(Given text):
Doing Business In Singapore

Visa Information

Visitors must have a valid passport or internationally recognised travel document valid for at least six months beyond the date of entry into Singapore. Travellers from the USA, UK, Australia, New Zealand, Canada, South Africa and most European countries automatically receive a 30-day tourist visa on entry if arriving by air, or a 14-day visa if arriving by land or sea. You may be asked to produce a return/onwards plane ticket and evidence of a healthy bank account. For visa extensions, the Immigration & Checkpoints Authority (6391 6100; 10 Kallang Rd) bamboozles you with forms, queues, red tape and bureaucracy. Applications take at least a day to process.

Business Etiquette

Building Relationships & Communication

. Personal relationships are the cornerstone of all business relationships. 
. Business is a matter of being tied into the proper network, which is the result of long- standing personal relationships or the proper introductions. 
. This is a group-oriented culture, so links are often based on ethnicity, education or working for the same company. 
. Once you are recognized as part of the group, you will be accepted and expected to obey the unwritten rules of the group.  
. Relationships take time to develop. 
. You must be patient as this indicates that your organization is here for the long-term and is not looking only for short- term gains.
. Always be respectful and courteous when dealing with others as this leads to the harmonious relationships necessary within business.
. Rank is always respected. The eldest person in the group is revered. 
. Most Singaporeans are soft-spoken and believe a calm demeanour is superior to a more aggressive style.
. Watch your body language and facial expressions.

Business Meeting Etiquette

. Appointments are necessary and should be made at least 2 weeks in advance, whenever possible.
. The most formal way to schedule a meeting is to write to the person concerned, although most Singaporeans will schedule an appointment by telephone, fax, or e-mail. 
. Do not try to schedule meetings during Chinese New Year (late January/early February), since many businesses close for the entire week.

(Problem A): In the Singapore business guide, what length of visa do qualifying travellers receive when arriving by land or sea?
(Problem B): From the Singapore business guide, extract the passage between "Business Meeting Etiquette" and "the entire week.", inclusive.
(Problem C): Condense the paragraph of the Singapore business guide beginning "Visitors must have a valid passport" into a bulleted list that keeps its main facts.

Stored data
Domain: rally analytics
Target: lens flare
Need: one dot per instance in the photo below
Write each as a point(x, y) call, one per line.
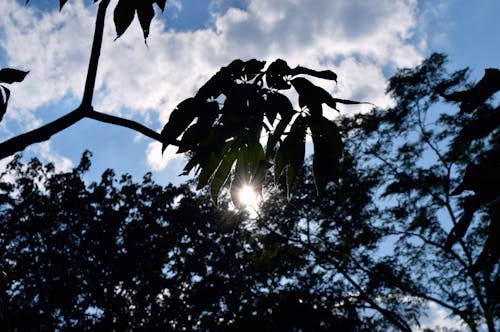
point(248, 197)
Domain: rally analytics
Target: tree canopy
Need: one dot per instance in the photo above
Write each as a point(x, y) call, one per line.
point(368, 254)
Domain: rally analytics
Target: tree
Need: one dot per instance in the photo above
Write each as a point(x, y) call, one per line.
point(222, 138)
point(422, 151)
point(121, 255)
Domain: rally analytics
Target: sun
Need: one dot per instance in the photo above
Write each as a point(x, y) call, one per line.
point(248, 197)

(Worked solution A): A 14-day visa.

(Worked solution B):
Business Meeting Etiquette

. Appointments are necessary and should be made at least 2 weeks in advance, whenever possible.
. The most formal way to schedule a meeting is to write to the person concerned, although most Singaporeans will schedule an appointment by telephone, fax, or e-mail. 
. Do not try to schedule meetings during Chinese New Year (late January/early February), since many businesses close for the entire week.

(Worked solution C):
- Visitors need a passport or internationally recognized travel document valid for at least six months beyond the date of entry.
- Travellers from the USA, UK, Australia, New Zealand, Canada, South Africa and most European countries automatically receive a 30-day tourist visa when arriving by air, or a 14-day visa when arriving by land or sea.
- Visitors may be asked for a return or onward plane ticket and evidence of a healthy bank account.
- Visa extensions are handled by the Immigration & Checkpoints Authority (6391 6100; 10 Kallang Rd), which involves forms, queues, red tape and bureaucracy.
- Applications take at least a day to process.